If a line in the material below has the string "stainless", copy it out.
START Data to process
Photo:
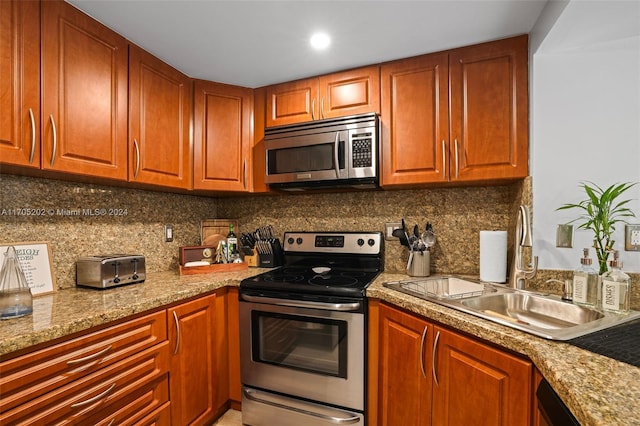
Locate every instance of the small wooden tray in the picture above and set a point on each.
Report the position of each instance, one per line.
(217, 267)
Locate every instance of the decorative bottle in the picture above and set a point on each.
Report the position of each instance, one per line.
(15, 294)
(614, 293)
(585, 282)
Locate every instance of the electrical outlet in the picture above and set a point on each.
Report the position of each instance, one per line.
(564, 236)
(632, 237)
(388, 230)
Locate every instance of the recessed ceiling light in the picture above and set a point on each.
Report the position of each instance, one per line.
(320, 41)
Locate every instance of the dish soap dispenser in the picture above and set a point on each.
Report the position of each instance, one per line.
(585, 282)
(615, 287)
(15, 294)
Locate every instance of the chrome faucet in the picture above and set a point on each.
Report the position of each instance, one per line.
(523, 238)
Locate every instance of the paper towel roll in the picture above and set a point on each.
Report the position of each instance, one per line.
(493, 256)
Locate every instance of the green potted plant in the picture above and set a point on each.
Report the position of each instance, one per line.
(600, 213)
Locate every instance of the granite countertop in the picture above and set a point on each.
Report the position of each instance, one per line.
(597, 389)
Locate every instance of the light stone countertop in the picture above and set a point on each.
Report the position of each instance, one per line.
(597, 389)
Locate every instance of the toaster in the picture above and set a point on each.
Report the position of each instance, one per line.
(110, 270)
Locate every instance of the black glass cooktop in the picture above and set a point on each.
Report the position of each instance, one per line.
(621, 343)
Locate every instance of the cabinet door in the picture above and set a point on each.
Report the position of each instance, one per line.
(415, 121)
(477, 384)
(20, 82)
(404, 378)
(222, 137)
(293, 102)
(489, 110)
(84, 94)
(159, 121)
(192, 367)
(350, 92)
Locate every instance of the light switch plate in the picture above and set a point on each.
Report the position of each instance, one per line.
(632, 237)
(564, 236)
(388, 230)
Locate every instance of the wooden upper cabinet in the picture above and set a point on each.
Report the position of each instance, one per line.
(333, 95)
(350, 92)
(222, 137)
(160, 103)
(20, 82)
(456, 116)
(477, 384)
(489, 110)
(415, 124)
(84, 94)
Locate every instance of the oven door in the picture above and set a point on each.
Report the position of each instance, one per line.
(308, 157)
(310, 350)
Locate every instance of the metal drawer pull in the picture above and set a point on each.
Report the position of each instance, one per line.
(135, 172)
(175, 318)
(33, 135)
(433, 358)
(457, 165)
(244, 173)
(55, 140)
(89, 357)
(334, 420)
(424, 334)
(303, 304)
(444, 161)
(94, 399)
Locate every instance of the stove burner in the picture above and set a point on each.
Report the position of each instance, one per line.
(333, 280)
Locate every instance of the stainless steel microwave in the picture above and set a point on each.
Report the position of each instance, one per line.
(338, 152)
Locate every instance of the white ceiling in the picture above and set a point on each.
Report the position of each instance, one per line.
(256, 43)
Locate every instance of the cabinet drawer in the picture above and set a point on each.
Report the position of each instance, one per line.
(34, 374)
(147, 405)
(99, 394)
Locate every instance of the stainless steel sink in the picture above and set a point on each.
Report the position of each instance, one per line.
(544, 316)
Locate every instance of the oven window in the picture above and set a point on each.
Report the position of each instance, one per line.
(305, 158)
(309, 344)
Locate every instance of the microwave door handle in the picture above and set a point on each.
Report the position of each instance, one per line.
(336, 146)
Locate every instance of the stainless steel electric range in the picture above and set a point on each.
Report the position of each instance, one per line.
(303, 331)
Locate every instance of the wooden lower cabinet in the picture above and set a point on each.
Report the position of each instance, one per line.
(477, 384)
(192, 328)
(427, 374)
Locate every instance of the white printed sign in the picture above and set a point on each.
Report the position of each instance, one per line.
(35, 260)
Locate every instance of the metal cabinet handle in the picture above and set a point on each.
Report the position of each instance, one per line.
(137, 169)
(175, 318)
(336, 146)
(433, 358)
(55, 140)
(284, 406)
(444, 161)
(244, 173)
(94, 399)
(33, 135)
(89, 357)
(424, 335)
(457, 165)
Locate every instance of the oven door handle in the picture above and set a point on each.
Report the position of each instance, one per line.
(353, 306)
(249, 394)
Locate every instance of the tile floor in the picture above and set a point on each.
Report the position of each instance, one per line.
(230, 418)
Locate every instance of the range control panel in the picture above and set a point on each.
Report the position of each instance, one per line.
(333, 242)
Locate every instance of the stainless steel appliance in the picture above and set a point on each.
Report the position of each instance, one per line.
(111, 270)
(339, 152)
(303, 331)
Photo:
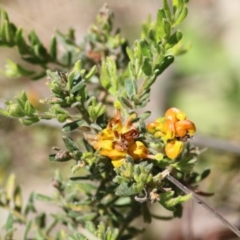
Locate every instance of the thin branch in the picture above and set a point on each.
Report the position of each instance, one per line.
(204, 204)
(87, 234)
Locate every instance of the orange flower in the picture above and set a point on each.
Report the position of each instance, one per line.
(185, 128)
(175, 114)
(173, 129)
(173, 149)
(118, 140)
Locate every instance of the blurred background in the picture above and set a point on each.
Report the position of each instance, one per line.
(205, 83)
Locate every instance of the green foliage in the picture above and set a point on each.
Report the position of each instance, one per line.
(99, 201)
END Data to process
### Task output
Locate every instance of the stainless steel microwave in the picture above and set a point on each.
Locate every instance of the stainless steel sink in the picture above and set a point on each.
Locate every instance of the stainless steel electric range in the picture above and set a point on each.
Locate every instance of the stainless steel appliance in the picture above and set a point on each.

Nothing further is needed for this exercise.